* **Given problem**
Pull out each line of the data below that contains the string "pink", treating uppercase and lowercase letters as different.

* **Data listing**
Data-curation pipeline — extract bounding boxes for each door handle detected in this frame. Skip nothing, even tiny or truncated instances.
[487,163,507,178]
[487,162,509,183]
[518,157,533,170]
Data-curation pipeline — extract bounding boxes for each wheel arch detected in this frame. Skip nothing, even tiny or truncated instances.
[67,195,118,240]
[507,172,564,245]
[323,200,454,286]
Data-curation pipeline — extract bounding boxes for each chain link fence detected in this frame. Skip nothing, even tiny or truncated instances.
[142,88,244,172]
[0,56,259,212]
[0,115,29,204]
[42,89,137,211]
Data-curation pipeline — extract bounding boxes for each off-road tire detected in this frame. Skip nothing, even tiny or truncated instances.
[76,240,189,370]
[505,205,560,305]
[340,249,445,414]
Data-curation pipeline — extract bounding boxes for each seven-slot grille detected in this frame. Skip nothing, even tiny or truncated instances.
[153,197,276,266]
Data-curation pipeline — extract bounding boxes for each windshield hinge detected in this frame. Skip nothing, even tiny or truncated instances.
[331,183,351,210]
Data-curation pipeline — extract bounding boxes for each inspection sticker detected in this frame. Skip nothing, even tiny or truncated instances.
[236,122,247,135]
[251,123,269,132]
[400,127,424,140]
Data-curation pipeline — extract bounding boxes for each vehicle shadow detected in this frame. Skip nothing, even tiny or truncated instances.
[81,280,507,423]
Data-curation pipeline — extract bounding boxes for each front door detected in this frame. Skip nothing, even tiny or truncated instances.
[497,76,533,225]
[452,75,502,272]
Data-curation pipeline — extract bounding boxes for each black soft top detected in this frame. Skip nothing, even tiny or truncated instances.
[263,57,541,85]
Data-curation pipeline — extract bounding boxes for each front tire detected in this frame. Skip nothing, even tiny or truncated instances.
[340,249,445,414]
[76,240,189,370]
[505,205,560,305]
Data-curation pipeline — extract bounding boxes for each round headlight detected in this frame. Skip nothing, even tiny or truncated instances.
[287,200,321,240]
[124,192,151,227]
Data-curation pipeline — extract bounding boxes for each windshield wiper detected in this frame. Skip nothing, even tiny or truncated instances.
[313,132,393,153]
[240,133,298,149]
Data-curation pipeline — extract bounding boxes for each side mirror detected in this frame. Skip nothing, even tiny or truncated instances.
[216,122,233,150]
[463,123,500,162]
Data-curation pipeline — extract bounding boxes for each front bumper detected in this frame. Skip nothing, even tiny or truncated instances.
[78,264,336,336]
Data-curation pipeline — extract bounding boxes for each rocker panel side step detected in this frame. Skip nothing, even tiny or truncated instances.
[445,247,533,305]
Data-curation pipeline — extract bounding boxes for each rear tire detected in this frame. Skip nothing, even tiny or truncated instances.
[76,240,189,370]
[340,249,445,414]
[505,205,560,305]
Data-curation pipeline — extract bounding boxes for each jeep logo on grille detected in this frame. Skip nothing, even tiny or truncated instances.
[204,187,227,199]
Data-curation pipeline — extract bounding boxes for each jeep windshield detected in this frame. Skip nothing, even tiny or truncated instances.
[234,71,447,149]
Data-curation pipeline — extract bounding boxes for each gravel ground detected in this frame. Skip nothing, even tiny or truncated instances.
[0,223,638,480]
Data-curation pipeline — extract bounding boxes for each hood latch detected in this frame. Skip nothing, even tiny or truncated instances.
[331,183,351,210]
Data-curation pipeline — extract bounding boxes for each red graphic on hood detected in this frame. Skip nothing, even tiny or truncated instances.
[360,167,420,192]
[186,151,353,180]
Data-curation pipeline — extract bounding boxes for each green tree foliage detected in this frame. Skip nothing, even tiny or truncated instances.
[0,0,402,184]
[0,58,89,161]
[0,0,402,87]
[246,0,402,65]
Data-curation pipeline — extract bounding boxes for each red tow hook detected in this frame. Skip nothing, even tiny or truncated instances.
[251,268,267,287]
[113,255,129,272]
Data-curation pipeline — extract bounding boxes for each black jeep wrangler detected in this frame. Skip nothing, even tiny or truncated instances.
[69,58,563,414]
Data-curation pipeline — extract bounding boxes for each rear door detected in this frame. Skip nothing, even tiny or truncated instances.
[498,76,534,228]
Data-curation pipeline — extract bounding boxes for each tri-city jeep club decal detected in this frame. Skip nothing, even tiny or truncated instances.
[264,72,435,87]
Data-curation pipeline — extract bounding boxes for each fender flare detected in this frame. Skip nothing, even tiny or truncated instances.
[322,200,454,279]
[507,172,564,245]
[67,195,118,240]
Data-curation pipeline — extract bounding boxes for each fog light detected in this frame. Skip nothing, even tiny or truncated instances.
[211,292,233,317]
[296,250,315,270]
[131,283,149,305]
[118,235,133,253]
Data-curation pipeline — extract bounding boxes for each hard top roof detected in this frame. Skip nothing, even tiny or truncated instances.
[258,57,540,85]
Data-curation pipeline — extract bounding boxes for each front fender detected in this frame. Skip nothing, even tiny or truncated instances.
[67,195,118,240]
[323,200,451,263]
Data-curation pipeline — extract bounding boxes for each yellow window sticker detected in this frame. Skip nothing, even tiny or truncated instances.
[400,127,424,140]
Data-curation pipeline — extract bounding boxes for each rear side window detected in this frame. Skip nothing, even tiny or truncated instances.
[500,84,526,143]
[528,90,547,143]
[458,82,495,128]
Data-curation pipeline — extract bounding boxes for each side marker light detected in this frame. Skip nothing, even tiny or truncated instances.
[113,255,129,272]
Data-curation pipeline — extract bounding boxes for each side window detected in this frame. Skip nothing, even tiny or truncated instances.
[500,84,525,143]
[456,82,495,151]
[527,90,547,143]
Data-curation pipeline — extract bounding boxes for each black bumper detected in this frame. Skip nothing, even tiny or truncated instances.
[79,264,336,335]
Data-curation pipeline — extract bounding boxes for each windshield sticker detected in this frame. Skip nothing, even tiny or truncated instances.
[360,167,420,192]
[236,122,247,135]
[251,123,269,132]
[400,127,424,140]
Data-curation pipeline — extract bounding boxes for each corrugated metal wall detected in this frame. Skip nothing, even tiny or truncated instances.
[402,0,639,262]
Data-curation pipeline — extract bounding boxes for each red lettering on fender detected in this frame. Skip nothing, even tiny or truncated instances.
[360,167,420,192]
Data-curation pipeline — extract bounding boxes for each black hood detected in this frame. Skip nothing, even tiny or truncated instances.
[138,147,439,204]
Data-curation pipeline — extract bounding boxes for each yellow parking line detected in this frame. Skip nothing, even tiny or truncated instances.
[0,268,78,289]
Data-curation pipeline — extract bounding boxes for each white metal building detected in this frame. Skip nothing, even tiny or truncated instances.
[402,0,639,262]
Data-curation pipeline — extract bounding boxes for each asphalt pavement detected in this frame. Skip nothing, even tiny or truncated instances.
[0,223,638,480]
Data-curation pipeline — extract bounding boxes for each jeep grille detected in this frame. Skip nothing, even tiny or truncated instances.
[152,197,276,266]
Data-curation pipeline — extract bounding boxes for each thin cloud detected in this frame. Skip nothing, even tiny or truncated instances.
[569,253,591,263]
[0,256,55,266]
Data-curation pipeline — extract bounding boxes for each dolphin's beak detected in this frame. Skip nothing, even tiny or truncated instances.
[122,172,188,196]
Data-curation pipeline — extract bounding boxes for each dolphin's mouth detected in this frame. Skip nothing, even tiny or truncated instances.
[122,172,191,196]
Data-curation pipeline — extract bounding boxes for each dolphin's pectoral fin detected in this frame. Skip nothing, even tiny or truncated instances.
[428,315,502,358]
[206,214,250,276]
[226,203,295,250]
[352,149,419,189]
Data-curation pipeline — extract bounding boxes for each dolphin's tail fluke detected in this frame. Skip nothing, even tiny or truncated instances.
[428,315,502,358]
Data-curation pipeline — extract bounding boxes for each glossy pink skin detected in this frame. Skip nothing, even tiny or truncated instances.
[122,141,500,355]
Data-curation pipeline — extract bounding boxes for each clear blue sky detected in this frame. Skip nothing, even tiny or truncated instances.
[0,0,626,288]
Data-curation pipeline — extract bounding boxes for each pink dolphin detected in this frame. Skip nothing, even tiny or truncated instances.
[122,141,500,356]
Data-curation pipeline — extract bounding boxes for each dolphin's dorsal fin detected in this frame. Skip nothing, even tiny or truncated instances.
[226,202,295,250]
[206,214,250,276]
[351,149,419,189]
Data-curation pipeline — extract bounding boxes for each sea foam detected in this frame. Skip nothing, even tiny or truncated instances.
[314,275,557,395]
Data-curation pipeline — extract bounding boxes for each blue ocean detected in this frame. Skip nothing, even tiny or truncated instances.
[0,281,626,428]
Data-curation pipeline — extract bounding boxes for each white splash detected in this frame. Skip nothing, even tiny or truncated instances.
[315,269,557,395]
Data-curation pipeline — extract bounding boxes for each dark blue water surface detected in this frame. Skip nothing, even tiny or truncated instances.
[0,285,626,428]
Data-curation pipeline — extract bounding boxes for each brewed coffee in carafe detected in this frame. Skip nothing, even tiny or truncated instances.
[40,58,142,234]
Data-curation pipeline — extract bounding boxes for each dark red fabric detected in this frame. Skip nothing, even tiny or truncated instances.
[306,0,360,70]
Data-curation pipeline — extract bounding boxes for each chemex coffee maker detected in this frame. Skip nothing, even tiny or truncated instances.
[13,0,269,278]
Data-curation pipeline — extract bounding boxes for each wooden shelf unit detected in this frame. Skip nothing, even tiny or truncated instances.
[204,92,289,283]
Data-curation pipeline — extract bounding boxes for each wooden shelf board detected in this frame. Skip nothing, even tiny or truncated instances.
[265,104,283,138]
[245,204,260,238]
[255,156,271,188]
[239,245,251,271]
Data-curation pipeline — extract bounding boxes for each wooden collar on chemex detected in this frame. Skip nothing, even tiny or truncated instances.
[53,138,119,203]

* **Reply**
Data-curation pipeline — extract bounding boxes for each glossy pink skin detected in this frame. Skip nothing, even tiny or truncated instances.
Data-curation pipeline — extract bounding boxes for each pink dolphin detected in this frame. Skip nothing, even tiny or truncated instances.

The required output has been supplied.